WHAT IS BEING ASKED: Transcribe all of the entries below exactly, and leave the pictures out of your copy.

INPUT ROWS:

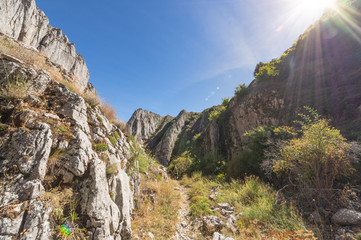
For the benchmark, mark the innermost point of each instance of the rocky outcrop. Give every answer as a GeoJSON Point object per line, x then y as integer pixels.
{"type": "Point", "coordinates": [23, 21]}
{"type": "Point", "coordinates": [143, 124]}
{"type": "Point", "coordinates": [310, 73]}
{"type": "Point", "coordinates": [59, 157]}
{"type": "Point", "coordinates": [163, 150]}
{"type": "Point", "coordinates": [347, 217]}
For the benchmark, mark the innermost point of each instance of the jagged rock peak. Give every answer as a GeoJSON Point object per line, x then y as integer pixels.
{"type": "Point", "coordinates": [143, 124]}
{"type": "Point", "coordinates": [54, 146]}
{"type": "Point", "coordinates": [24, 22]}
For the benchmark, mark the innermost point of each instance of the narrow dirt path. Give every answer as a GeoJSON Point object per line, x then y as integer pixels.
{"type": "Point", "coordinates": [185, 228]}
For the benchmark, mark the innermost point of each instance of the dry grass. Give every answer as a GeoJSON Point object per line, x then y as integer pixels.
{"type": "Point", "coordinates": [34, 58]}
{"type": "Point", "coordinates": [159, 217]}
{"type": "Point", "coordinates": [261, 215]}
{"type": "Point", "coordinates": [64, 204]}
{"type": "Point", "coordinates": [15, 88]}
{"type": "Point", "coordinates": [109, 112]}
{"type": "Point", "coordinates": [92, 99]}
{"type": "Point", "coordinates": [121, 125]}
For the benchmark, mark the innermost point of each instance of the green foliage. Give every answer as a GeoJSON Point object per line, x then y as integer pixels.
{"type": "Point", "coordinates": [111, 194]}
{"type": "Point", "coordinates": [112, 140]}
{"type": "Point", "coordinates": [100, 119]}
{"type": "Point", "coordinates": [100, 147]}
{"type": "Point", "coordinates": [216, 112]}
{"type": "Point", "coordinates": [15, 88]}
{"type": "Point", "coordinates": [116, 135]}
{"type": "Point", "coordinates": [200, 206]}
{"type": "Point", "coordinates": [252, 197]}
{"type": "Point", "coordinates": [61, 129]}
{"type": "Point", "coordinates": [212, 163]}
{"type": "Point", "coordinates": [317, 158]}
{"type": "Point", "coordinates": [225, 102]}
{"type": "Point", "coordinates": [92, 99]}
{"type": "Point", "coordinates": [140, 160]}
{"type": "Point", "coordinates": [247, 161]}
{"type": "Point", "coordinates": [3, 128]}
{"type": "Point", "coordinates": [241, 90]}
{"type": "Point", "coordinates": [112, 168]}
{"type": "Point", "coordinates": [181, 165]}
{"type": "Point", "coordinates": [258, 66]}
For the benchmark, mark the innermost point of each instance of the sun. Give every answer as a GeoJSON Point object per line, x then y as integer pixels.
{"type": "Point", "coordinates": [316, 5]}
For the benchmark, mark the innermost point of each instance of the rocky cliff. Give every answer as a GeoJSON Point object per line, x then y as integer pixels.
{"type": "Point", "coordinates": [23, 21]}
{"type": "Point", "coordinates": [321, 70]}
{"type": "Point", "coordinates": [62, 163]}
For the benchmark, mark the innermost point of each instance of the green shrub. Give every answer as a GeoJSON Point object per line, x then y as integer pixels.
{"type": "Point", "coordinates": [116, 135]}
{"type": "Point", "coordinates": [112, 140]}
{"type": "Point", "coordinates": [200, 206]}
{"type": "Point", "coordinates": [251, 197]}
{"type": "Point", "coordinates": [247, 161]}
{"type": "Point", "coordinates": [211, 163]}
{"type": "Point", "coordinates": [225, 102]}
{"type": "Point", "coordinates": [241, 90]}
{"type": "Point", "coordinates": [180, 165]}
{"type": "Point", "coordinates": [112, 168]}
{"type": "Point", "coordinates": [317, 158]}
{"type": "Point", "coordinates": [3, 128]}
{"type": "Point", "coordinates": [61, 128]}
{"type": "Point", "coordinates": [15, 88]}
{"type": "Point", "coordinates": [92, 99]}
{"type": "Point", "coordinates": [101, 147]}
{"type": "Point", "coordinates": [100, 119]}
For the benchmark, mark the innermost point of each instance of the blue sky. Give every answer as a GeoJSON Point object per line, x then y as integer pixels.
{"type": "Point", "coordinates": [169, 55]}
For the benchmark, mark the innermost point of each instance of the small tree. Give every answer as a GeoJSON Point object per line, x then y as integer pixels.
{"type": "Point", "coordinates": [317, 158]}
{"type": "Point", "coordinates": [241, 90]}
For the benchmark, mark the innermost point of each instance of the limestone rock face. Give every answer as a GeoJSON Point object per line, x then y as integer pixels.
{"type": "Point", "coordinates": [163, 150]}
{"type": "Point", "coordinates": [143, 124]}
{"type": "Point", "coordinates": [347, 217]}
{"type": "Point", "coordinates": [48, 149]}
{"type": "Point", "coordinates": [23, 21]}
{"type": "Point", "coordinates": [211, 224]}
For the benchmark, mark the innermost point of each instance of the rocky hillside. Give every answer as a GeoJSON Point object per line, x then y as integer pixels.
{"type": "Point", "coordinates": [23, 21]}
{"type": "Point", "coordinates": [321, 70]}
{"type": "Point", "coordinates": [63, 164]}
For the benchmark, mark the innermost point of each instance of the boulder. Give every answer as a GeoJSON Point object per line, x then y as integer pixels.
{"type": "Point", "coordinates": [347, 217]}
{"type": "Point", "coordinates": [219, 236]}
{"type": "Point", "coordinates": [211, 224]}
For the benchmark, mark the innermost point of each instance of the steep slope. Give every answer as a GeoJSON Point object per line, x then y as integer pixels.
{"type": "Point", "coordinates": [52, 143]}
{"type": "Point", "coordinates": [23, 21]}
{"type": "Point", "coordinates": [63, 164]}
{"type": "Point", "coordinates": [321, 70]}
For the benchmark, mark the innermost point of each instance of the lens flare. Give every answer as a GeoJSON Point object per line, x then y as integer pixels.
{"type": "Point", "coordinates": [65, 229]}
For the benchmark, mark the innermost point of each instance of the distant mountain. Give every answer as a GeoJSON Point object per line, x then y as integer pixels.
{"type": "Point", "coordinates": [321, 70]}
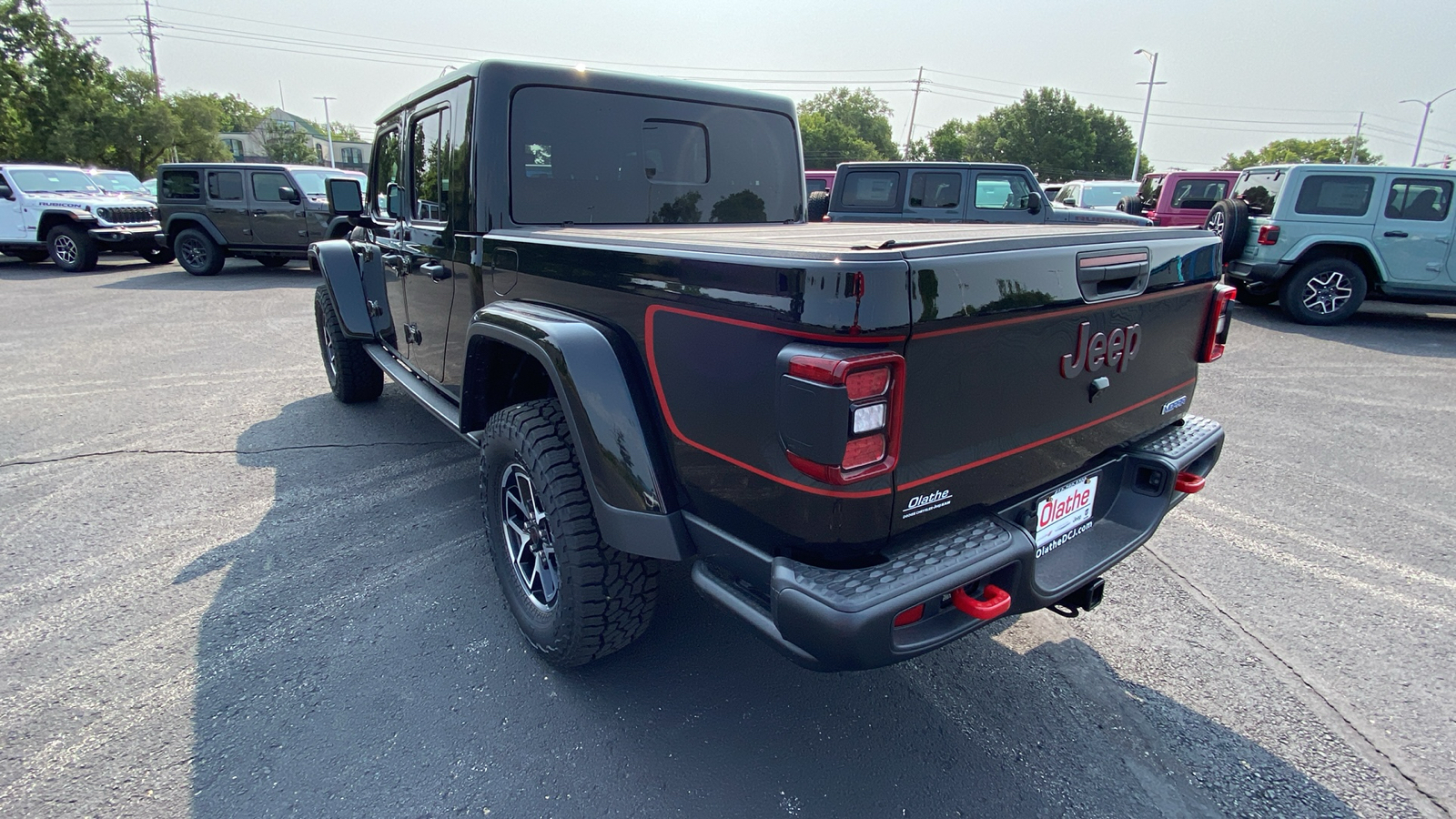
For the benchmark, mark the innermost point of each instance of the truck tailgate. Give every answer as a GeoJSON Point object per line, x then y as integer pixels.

ANSWER FOR THIS EXERCISE:
For the benchmark, mark the innermost point of each instance of the rocky outcrop. Give every answer as a GeoJSON Point object per line, x then y as integer pixels.
{"type": "Point", "coordinates": [23, 21]}
{"type": "Point", "coordinates": [143, 124]}
{"type": "Point", "coordinates": [310, 73]}
{"type": "Point", "coordinates": [59, 157]}
{"type": "Point", "coordinates": [163, 150]}
{"type": "Point", "coordinates": [347, 217]}
For the benchmark, mark the innermost point of each instance of the jagged rock peak. Give every answer as a GeoJSON Point object per line, x then y as integer pixels.
{"type": "Point", "coordinates": [143, 124]}
{"type": "Point", "coordinates": [54, 146]}
{"type": "Point", "coordinates": [24, 22]}
For the benchmark, mark the innermost point of each instance of the narrow dirt path. Give every answer as a GeoJSON Point object per line, x then y as integer pixels.
{"type": "Point", "coordinates": [185, 228]}
For the benchmark, mark the innermost point of each instance of the dry grass. Give every answer as a GeoJSON Point object per line, x then y as integer pixels.
{"type": "Point", "coordinates": [34, 58]}
{"type": "Point", "coordinates": [159, 217]}
{"type": "Point", "coordinates": [261, 215]}
{"type": "Point", "coordinates": [64, 204]}
{"type": "Point", "coordinates": [15, 88]}
{"type": "Point", "coordinates": [109, 112]}
{"type": "Point", "coordinates": [92, 99]}
{"type": "Point", "coordinates": [121, 125]}
For the benchmark, mark the innermost point of each instance of the green foliage. Give every answer as a GeoJSON Point object per line, x then y as integer pixels.
{"type": "Point", "coordinates": [111, 194]}
{"type": "Point", "coordinates": [112, 140]}
{"type": "Point", "coordinates": [100, 119]}
{"type": "Point", "coordinates": [100, 147]}
{"type": "Point", "coordinates": [216, 112]}
{"type": "Point", "coordinates": [15, 88]}
{"type": "Point", "coordinates": [116, 135]}
{"type": "Point", "coordinates": [200, 206]}
{"type": "Point", "coordinates": [252, 197]}
{"type": "Point", "coordinates": [61, 129]}
{"type": "Point", "coordinates": [212, 163]}
{"type": "Point", "coordinates": [317, 158]}
{"type": "Point", "coordinates": [225, 102]}
{"type": "Point", "coordinates": [92, 99]}
{"type": "Point", "coordinates": [140, 160]}
{"type": "Point", "coordinates": [247, 161]}
{"type": "Point", "coordinates": [3, 128]}
{"type": "Point", "coordinates": [241, 90]}
{"type": "Point", "coordinates": [112, 168]}
{"type": "Point", "coordinates": [181, 165]}
{"type": "Point", "coordinates": [258, 66]}
For the benchmark, mark the innermost point of each instance of the sun. Give every answer as a GeoJSON Point object per line, x then y as integer pixels.
{"type": "Point", "coordinates": [316, 5]}
For the benchmark, mark the innermost point of each instance of the rocky cliff. Give every answer as a GeoJSON Point object per line, x then y as integer pixels.
{"type": "Point", "coordinates": [23, 21]}
{"type": "Point", "coordinates": [321, 70]}
{"type": "Point", "coordinates": [62, 163]}
For the benchmark, mark the innermost point of each instance of the green shrub. Give every answer as a GeoJSON Point object per line, x then y as integer pixels.
{"type": "Point", "coordinates": [116, 135]}
{"type": "Point", "coordinates": [112, 140]}
{"type": "Point", "coordinates": [200, 206]}
{"type": "Point", "coordinates": [251, 197]}
{"type": "Point", "coordinates": [247, 161]}
{"type": "Point", "coordinates": [211, 163]}
{"type": "Point", "coordinates": [225, 102]}
{"type": "Point", "coordinates": [241, 90]}
{"type": "Point", "coordinates": [180, 165]}
{"type": "Point", "coordinates": [112, 168]}
{"type": "Point", "coordinates": [317, 158]}
{"type": "Point", "coordinates": [3, 128]}
{"type": "Point", "coordinates": [61, 128]}
{"type": "Point", "coordinates": [15, 88]}
{"type": "Point", "coordinates": [92, 99]}
{"type": "Point", "coordinates": [101, 147]}
{"type": "Point", "coordinates": [100, 119]}
For the benchmark, mark the innermost point of each instance of the blue sky. Give every answer as a GeoJSON Point object per line, x then y as integer pixels.
{"type": "Point", "coordinates": [169, 55]}
For the benchmark, mark the innermost point of each instance of the small tree. Give every answer as a GeoJSON Point object per line, x then y as integer pixels.
{"type": "Point", "coordinates": [317, 158]}
{"type": "Point", "coordinates": [241, 90]}
For the benchmark, mark the innermost point of each instance of the limestone rock face. Give every answer as a GeoJSON Point object per line, x then y as integer pixels.
{"type": "Point", "coordinates": [163, 150]}
{"type": "Point", "coordinates": [143, 124]}
{"type": "Point", "coordinates": [347, 217]}
{"type": "Point", "coordinates": [48, 149]}
{"type": "Point", "coordinates": [23, 21]}
{"type": "Point", "coordinates": [211, 224]}
For the benchmark, mark the innermost point of each instance of the rocky hillside. Give every answer as a GeoJSON Point object per line, x then y as integer pixels.
{"type": "Point", "coordinates": [23, 21]}
{"type": "Point", "coordinates": [321, 70]}
{"type": "Point", "coordinates": [63, 164]}
For the benchmark, mark the innermost point of each instance of the boulder. Give every answer as a GeoJSON Point object per line, x then y as integer pixels.
{"type": "Point", "coordinates": [347, 217]}
{"type": "Point", "coordinates": [219, 236]}
{"type": "Point", "coordinates": [211, 224]}
For the benchmark, mark the innermost point of each instance of the steep slope. Give every answer as a GeoJSON Point object per line, x then y as integer pixels.
{"type": "Point", "coordinates": [52, 143]}
{"type": "Point", "coordinates": [23, 21]}
{"type": "Point", "coordinates": [63, 164]}
{"type": "Point", "coordinates": [321, 70]}
For the benchmark, mark the innermost point of each instance of the lens flare. Give every answer as a GeoJSON Point object per line, x then y as integer pixels.
{"type": "Point", "coordinates": [65, 229]}
For the benchmark, mark the innermost point of each instance of the distant mountain. Give every answer as a GeoJSON Point object per line, x then y as integer pixels.
{"type": "Point", "coordinates": [321, 70]}
For the benchmark, mark the innermost point of each instance of the truck tailgate. Give every answer as a GeoJSON Point object per line, x then y as integer pixels.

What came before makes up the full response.